Required work
Print the line containing "Expected behaviour: the pointer locates the plant" and each line after it through the end, please, with nothing added.

Exercise inputs
—————
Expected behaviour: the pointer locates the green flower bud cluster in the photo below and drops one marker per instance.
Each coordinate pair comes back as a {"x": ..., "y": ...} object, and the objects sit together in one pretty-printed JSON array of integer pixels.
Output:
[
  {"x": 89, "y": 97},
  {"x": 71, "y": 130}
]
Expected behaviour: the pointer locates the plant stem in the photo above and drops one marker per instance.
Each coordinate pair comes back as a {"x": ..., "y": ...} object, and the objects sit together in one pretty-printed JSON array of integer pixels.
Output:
—————
Response below
Expected behaviour: the pointer locates the plant stem in the photo above and drops one marker per instance.
Each coordinate pair comes back as a {"x": ..., "y": ...} object, and the objects sit together in one pretty-printed JSON array of integer pixels.
Output:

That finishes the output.